What is needed is each line of the data below that holds the string "teal".

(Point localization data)
※
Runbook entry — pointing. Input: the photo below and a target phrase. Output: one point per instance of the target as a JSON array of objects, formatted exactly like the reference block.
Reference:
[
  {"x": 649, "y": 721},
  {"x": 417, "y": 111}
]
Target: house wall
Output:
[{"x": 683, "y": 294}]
※
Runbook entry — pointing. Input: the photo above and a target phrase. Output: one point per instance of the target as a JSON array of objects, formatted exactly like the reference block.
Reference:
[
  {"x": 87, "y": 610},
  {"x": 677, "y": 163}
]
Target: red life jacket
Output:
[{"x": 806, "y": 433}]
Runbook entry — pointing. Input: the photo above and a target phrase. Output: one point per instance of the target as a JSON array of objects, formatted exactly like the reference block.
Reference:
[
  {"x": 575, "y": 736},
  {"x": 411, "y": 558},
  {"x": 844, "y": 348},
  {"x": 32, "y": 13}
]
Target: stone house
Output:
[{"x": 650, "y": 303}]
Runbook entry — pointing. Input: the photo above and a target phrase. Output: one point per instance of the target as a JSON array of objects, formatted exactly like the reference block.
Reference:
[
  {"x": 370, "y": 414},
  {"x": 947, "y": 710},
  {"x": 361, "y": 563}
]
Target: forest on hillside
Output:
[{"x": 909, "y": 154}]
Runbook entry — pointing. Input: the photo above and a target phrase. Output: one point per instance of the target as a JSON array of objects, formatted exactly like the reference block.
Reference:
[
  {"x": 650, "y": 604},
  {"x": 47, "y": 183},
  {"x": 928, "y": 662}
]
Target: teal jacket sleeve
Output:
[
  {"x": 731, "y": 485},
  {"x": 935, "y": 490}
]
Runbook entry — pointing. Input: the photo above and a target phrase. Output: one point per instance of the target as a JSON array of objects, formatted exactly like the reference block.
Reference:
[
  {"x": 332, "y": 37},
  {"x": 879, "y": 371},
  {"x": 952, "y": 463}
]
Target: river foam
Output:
※
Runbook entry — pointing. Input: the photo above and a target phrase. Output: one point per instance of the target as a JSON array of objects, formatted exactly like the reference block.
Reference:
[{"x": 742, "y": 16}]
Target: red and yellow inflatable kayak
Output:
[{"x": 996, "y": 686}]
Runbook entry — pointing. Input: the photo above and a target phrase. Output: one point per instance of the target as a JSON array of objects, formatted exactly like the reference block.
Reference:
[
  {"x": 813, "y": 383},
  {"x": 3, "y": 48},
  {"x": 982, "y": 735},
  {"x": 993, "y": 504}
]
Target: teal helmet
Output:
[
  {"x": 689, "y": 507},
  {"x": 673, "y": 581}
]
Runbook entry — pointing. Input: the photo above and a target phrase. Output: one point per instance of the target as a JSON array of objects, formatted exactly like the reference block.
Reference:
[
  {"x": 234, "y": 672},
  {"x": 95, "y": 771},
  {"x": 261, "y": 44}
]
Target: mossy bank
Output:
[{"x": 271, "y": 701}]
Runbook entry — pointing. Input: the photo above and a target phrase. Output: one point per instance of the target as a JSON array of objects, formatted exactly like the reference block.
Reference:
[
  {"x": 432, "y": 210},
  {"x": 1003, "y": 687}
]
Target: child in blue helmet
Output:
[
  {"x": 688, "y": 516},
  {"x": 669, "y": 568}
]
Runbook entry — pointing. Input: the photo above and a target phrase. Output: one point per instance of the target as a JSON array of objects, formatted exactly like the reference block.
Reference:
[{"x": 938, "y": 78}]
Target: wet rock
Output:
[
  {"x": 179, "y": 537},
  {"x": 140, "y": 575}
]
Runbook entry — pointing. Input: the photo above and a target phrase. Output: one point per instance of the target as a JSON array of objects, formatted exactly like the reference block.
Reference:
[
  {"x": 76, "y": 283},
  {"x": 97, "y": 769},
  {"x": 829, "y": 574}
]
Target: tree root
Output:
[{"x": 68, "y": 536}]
※
Solved problem:
Target: teal jacket sleeve
Target: teal helmet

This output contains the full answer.